* EXERCISE *
An exact copy of the lines from the one containing "If you would be willing to indicate the stack" through the final line of the records is the only acceptable answer.
####
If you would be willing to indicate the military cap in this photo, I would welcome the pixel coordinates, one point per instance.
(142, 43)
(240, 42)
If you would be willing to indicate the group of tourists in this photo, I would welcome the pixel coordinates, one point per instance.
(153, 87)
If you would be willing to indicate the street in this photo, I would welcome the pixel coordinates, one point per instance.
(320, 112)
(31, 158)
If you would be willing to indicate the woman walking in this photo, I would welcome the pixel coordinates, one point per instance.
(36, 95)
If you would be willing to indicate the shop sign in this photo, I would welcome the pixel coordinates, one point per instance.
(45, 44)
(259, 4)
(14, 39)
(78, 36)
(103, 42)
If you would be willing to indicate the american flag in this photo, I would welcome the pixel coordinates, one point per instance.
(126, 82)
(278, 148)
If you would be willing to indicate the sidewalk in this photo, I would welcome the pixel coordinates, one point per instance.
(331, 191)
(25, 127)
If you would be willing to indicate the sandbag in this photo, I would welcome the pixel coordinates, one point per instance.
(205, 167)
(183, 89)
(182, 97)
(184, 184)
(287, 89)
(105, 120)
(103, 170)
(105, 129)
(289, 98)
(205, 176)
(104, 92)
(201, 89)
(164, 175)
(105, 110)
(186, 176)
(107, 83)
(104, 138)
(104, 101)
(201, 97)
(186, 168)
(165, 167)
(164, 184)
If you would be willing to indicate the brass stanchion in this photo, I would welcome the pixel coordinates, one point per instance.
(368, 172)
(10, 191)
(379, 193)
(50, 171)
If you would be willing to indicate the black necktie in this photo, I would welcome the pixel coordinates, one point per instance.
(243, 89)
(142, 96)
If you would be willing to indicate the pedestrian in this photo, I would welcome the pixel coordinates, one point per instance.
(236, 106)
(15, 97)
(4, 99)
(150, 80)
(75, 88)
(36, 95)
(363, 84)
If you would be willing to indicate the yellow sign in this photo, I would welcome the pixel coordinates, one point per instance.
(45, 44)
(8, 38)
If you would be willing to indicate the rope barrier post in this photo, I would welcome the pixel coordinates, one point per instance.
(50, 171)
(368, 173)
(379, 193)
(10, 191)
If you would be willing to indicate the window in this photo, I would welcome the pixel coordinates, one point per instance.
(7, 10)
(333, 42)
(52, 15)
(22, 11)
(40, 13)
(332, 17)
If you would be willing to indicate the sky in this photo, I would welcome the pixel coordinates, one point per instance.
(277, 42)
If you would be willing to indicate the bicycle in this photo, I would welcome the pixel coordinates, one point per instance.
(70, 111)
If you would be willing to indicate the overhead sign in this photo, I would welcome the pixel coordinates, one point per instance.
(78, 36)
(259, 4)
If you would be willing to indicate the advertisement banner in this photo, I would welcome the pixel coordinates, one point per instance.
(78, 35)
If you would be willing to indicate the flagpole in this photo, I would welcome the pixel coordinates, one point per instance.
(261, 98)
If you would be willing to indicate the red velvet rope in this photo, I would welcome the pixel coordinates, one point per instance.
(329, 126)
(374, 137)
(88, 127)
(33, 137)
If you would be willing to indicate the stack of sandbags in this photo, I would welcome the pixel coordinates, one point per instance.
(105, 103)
####
* ANSWER FOR THE TASK *
If you would be willing to indicate the stack of sandbags in this photo, I would welcome the pixel coordinates, one point per instance.
(105, 103)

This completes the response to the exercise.